[Saved data entries]

-- Opening Marker --

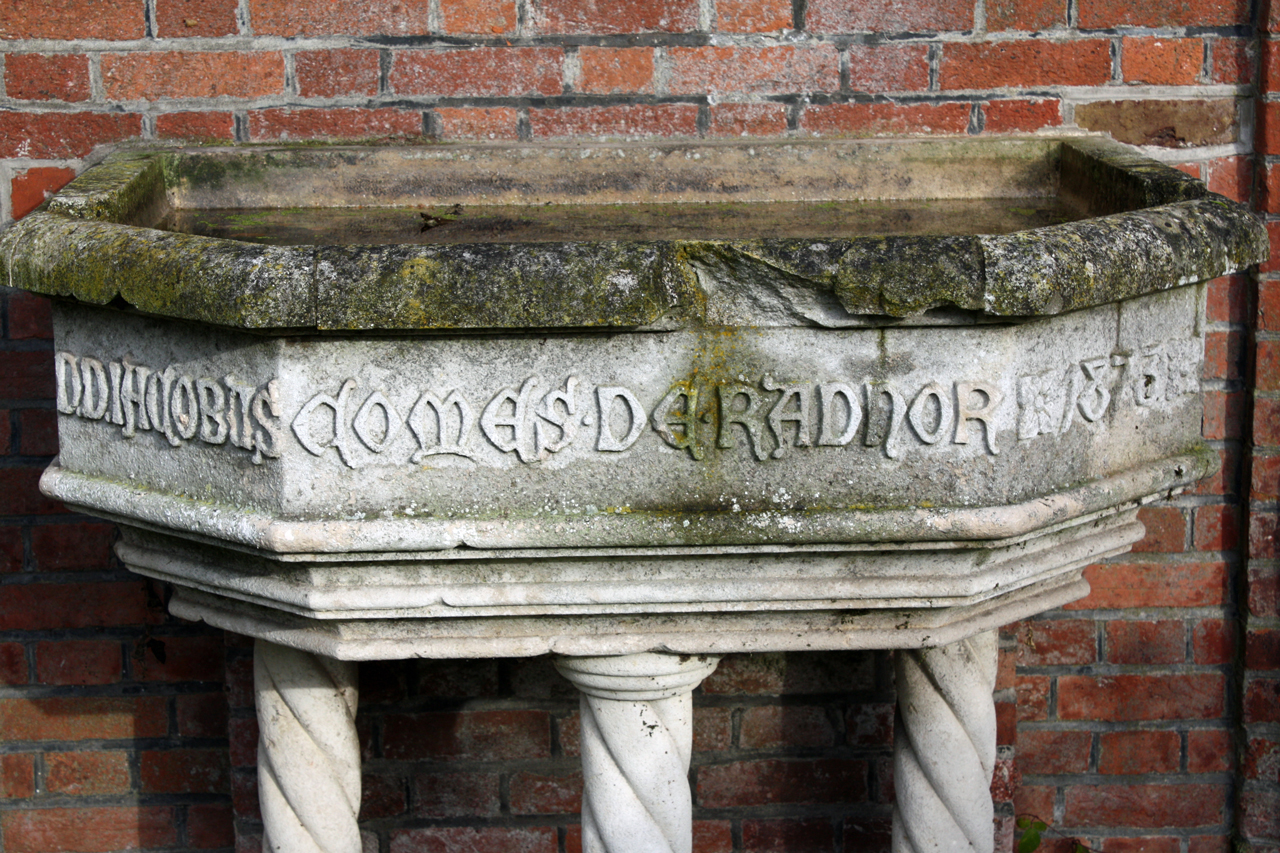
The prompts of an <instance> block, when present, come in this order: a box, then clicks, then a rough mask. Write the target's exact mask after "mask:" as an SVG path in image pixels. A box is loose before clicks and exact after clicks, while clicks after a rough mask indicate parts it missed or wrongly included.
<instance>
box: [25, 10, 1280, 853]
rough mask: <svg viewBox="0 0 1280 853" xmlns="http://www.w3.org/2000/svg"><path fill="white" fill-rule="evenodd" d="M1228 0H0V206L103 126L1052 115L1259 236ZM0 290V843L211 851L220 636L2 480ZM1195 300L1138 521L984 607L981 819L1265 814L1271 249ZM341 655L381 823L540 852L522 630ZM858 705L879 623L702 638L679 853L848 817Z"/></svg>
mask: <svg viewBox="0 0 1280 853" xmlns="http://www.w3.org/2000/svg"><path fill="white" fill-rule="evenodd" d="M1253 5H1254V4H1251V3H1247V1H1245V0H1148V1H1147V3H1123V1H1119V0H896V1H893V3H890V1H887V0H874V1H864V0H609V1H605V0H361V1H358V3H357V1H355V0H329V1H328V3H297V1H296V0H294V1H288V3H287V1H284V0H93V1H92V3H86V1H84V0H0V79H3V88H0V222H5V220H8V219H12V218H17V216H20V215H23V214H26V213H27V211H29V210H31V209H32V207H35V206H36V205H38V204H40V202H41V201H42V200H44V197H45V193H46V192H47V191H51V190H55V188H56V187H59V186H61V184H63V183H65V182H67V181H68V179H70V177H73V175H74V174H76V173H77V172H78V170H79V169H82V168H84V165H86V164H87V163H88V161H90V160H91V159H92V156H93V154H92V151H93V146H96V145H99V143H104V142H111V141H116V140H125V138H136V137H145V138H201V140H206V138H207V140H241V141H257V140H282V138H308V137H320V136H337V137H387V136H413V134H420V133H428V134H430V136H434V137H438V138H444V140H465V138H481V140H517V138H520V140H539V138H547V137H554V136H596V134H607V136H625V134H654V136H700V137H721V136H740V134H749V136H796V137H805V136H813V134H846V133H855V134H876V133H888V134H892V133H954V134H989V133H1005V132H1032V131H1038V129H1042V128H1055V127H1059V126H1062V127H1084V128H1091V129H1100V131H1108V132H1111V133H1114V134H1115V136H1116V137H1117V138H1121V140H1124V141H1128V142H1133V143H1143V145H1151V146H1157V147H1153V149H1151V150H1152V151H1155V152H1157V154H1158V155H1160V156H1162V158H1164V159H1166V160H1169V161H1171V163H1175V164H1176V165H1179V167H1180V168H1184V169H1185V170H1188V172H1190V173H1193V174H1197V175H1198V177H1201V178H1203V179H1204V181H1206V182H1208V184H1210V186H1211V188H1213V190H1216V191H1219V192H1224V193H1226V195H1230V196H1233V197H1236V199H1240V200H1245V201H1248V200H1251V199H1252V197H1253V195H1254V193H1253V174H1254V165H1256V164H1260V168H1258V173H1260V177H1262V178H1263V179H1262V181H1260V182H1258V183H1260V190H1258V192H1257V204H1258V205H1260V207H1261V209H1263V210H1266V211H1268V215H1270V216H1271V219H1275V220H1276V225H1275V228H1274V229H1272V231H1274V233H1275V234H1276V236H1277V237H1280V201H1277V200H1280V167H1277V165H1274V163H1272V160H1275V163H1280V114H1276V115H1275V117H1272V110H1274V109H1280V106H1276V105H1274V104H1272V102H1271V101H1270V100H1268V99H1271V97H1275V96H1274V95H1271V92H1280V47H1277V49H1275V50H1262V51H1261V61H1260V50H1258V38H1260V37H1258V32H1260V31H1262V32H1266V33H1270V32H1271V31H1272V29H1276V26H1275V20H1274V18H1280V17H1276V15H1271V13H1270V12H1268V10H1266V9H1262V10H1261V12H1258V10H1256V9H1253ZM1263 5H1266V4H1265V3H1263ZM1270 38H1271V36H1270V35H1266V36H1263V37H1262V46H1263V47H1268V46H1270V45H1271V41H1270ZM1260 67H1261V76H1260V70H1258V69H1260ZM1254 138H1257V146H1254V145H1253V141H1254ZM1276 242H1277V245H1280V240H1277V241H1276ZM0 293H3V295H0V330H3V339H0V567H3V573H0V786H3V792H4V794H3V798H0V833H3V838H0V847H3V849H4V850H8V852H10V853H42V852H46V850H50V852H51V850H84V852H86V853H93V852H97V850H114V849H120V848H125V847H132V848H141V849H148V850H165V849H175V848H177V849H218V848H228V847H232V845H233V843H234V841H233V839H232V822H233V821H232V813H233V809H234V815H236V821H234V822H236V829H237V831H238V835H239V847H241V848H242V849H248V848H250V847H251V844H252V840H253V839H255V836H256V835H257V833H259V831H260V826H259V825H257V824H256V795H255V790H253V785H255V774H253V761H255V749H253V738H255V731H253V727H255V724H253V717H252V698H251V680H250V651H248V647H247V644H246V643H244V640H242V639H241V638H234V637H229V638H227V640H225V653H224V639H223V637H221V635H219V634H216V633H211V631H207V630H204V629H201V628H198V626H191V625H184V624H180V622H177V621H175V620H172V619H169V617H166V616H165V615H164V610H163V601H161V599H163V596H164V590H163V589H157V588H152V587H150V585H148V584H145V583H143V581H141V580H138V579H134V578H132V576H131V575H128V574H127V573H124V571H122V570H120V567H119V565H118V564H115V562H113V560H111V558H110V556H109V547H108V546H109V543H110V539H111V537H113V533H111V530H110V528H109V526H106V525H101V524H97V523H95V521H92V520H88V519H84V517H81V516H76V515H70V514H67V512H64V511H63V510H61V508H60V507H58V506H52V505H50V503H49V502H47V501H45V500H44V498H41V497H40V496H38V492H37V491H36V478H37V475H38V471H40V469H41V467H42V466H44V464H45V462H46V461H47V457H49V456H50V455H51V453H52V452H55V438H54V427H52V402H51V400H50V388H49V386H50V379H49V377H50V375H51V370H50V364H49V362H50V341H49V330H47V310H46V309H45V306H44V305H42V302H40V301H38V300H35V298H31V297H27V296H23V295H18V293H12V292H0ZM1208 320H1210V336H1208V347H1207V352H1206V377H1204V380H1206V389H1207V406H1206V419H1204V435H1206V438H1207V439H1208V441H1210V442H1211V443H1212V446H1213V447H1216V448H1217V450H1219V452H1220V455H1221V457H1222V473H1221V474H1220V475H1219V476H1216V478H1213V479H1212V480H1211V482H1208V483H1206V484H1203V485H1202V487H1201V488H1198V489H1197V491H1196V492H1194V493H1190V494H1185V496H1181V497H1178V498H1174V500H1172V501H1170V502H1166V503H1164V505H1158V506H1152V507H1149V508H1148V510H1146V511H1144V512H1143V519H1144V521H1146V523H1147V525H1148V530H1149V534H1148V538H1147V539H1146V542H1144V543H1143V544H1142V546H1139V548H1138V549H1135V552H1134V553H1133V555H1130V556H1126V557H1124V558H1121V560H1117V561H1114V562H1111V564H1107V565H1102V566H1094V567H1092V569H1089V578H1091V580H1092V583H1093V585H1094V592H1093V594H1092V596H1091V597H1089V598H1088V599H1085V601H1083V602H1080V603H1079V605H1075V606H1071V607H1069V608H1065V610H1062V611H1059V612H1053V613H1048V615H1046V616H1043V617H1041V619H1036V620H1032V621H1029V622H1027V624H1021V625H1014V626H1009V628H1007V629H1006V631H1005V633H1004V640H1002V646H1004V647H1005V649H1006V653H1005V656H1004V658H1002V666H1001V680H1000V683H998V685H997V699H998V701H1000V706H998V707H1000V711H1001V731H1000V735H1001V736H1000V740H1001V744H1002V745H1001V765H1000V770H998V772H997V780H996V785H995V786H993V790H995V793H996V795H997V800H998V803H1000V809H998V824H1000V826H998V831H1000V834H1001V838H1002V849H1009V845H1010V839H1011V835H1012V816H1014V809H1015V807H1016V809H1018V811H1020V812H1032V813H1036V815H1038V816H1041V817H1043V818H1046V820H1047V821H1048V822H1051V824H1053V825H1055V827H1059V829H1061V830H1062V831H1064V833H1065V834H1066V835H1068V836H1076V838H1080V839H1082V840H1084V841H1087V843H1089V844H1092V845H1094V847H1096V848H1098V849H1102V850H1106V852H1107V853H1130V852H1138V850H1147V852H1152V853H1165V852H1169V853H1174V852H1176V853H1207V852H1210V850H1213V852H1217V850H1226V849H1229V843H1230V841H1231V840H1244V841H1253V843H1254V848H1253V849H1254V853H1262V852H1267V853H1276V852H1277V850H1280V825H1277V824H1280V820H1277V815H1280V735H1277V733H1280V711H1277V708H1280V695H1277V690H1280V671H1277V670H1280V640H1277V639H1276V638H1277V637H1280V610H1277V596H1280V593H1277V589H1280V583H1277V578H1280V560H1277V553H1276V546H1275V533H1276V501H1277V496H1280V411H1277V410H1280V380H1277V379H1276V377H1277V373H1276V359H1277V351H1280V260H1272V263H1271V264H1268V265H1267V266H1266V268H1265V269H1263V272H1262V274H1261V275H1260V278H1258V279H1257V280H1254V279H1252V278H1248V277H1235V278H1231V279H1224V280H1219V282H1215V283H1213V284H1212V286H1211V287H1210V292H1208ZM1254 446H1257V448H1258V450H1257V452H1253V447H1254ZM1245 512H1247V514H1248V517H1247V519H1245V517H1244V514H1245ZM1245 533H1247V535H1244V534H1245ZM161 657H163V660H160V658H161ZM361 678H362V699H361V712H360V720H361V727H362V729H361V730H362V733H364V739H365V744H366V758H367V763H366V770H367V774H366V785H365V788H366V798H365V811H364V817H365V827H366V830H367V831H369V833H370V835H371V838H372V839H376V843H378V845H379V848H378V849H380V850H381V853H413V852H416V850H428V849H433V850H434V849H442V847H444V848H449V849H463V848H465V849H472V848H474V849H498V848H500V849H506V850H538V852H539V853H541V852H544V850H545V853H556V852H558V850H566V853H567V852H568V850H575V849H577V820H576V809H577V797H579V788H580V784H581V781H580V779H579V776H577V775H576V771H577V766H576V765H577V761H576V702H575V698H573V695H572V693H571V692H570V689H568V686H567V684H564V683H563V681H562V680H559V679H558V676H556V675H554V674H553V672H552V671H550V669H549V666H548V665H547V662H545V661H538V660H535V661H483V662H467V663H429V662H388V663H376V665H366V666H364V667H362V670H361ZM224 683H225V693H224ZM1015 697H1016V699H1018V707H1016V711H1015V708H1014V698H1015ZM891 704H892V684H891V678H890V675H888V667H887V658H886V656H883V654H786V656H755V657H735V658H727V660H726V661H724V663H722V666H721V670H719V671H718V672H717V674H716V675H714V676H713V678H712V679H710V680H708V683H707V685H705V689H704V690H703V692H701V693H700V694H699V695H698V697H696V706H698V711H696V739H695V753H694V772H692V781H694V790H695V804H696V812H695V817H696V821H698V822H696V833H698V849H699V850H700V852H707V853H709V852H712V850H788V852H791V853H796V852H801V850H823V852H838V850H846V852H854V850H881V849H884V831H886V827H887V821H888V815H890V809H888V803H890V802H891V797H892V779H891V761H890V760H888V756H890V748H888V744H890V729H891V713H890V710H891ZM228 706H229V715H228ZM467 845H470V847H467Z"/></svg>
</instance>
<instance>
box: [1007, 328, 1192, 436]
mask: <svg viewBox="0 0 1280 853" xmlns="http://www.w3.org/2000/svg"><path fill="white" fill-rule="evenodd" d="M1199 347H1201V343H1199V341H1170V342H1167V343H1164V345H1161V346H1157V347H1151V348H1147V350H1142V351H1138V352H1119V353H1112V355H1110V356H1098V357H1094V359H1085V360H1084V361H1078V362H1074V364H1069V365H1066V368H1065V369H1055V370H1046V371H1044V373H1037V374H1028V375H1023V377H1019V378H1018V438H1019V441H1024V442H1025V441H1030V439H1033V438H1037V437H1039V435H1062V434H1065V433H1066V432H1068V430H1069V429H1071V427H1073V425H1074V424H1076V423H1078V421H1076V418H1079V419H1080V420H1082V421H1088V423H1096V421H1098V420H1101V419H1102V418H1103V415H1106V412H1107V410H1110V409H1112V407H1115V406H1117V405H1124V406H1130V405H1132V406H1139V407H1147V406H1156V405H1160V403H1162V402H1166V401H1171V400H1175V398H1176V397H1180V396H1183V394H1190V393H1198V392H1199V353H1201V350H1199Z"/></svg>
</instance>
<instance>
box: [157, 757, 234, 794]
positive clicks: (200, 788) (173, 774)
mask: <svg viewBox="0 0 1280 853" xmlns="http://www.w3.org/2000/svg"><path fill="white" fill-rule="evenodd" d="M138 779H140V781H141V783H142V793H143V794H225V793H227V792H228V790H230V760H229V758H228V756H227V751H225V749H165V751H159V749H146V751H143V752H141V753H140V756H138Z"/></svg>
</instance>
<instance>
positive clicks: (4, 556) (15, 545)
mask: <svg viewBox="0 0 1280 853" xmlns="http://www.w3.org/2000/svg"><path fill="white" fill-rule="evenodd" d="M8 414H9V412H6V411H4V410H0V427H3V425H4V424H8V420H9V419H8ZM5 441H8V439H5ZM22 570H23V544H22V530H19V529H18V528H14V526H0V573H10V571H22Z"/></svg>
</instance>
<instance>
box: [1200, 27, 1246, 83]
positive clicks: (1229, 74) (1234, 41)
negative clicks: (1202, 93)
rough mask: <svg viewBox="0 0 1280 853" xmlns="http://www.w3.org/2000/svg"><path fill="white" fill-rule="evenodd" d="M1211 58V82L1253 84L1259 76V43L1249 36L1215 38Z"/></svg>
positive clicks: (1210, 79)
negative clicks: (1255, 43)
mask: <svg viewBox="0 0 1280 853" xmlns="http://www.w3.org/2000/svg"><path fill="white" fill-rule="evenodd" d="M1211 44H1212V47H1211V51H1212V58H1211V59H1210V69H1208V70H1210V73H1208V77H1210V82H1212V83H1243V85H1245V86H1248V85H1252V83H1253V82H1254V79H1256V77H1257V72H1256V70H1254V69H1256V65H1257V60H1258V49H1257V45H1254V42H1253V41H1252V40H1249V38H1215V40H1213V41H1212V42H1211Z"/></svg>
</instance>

-- Closing Marker --

TASK: From the start of the items up to and including the line with "box: [25, 10, 1280, 853]", swap "prompts" for "inputs" and leave everything else unchanged. Give only those lines, without the pictures.

RESULT FOR THIS EXERCISE:
The inputs of an <instance> block, when present, come in this order: a box, then clicks, then a rough mask. Write the target's exact mask after "mask:" as an SVG path in image pixels. A box is loose before clicks and exact after clicks, while clicks after a rough mask indicate parts it missed or wrongly included.
<instance>
box: [25, 10, 1280, 853]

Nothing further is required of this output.